■ **Instructions to follow**
Rewrite the stretch from the row containing "the green grass" through the end of the rows below, requests included, and raise every coordinate in the answers by 11.
<<<<
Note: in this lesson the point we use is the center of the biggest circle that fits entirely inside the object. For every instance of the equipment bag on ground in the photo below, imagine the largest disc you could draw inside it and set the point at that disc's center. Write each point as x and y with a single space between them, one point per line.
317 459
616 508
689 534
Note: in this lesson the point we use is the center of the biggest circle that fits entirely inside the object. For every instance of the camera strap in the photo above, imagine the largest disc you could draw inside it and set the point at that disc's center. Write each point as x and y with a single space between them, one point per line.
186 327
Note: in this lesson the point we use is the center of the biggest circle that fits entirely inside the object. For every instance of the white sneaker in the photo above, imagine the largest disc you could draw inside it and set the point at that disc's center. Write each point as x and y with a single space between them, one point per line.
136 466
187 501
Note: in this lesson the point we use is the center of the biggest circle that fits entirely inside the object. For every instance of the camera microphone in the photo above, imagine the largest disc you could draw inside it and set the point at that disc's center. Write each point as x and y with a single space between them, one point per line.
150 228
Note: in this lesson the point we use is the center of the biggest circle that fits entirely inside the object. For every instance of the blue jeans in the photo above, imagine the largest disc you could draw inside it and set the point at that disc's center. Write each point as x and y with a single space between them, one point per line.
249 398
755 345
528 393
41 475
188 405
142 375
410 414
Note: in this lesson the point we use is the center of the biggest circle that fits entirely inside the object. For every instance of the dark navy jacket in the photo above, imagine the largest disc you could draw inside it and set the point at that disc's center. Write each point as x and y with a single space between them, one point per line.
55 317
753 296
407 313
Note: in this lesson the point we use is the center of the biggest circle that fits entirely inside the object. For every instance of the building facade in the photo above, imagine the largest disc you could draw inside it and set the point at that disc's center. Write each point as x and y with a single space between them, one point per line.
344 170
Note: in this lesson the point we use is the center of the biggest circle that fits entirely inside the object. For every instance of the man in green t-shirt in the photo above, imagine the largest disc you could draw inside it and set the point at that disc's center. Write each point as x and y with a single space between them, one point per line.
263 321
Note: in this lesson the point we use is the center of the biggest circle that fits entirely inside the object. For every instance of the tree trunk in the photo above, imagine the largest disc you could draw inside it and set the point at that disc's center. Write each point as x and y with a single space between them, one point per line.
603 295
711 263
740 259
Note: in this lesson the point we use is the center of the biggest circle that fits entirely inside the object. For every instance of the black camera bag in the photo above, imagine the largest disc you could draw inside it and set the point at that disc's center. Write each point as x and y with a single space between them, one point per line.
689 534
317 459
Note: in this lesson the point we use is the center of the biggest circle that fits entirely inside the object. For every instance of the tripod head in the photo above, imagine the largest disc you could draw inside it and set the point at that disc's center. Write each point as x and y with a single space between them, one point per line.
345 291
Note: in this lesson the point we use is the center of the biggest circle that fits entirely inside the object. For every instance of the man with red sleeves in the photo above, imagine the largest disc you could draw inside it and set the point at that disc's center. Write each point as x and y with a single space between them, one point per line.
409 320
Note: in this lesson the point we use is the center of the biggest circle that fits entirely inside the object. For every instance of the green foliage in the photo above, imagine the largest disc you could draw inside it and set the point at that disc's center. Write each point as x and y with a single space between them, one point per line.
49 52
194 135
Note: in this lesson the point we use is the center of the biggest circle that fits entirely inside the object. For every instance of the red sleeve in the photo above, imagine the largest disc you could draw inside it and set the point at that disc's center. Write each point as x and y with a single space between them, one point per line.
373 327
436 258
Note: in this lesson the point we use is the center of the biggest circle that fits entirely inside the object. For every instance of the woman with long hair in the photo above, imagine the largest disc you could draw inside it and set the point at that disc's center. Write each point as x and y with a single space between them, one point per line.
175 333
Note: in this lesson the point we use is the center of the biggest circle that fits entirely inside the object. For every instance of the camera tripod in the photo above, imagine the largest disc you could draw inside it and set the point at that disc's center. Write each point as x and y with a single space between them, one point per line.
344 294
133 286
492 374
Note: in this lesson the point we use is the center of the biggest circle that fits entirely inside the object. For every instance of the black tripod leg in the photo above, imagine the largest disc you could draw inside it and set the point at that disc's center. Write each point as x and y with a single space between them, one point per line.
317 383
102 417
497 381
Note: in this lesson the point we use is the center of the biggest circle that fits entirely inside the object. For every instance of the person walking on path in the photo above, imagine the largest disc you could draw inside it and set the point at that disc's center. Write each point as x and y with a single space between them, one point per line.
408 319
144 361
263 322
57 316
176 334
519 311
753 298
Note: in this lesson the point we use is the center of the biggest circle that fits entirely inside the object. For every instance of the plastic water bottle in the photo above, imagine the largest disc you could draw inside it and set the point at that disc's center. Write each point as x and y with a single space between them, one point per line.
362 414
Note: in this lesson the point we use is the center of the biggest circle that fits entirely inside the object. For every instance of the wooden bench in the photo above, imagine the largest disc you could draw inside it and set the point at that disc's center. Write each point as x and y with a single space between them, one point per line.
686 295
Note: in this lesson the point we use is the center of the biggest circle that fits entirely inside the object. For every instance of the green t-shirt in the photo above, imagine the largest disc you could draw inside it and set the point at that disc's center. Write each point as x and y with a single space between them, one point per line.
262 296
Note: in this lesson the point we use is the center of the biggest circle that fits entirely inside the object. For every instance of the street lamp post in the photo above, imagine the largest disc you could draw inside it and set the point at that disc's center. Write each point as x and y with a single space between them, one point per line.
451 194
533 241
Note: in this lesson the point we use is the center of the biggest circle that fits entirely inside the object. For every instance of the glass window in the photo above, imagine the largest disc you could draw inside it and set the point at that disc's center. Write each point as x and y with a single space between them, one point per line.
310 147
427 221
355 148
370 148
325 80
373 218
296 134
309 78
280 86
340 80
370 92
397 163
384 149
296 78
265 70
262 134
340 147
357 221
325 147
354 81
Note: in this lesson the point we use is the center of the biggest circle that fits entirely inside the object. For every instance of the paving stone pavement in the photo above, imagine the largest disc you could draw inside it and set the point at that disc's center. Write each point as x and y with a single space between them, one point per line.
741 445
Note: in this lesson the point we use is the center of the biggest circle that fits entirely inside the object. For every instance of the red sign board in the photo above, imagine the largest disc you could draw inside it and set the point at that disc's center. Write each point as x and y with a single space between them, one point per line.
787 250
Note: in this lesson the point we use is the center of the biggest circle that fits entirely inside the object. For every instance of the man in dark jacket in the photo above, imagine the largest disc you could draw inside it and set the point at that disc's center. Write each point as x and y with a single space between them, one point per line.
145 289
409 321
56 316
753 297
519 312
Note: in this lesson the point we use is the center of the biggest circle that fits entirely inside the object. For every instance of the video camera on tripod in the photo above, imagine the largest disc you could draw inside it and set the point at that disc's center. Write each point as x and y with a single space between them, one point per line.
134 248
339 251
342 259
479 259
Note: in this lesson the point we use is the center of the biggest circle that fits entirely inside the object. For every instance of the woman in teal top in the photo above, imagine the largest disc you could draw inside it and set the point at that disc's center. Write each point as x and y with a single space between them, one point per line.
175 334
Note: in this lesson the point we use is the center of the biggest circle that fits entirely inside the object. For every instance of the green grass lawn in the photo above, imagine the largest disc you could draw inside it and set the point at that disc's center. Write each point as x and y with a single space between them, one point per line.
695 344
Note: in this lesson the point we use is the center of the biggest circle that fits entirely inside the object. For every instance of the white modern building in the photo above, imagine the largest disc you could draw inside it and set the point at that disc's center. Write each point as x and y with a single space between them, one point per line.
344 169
>>>>
■ **Full response**
Note: in this lesson the point we use is the center of the biggest circle that fits entirely inside the object. For every instance of the green grass lawn in the photo above, imagine the largest disc you could draw inside it and set the point at that disc's center. Write each point as x and y with a single space between them, one point per line.
706 355
Note: in this lesson the point we use is the center of the biggest circle that fits entirely inside the object. For every instance of the white modern building in the photo above, imagine the largest disc you could draw inside it and set the point at that disc's center. Write each point as x and y with a single space between them, one point per line.
355 180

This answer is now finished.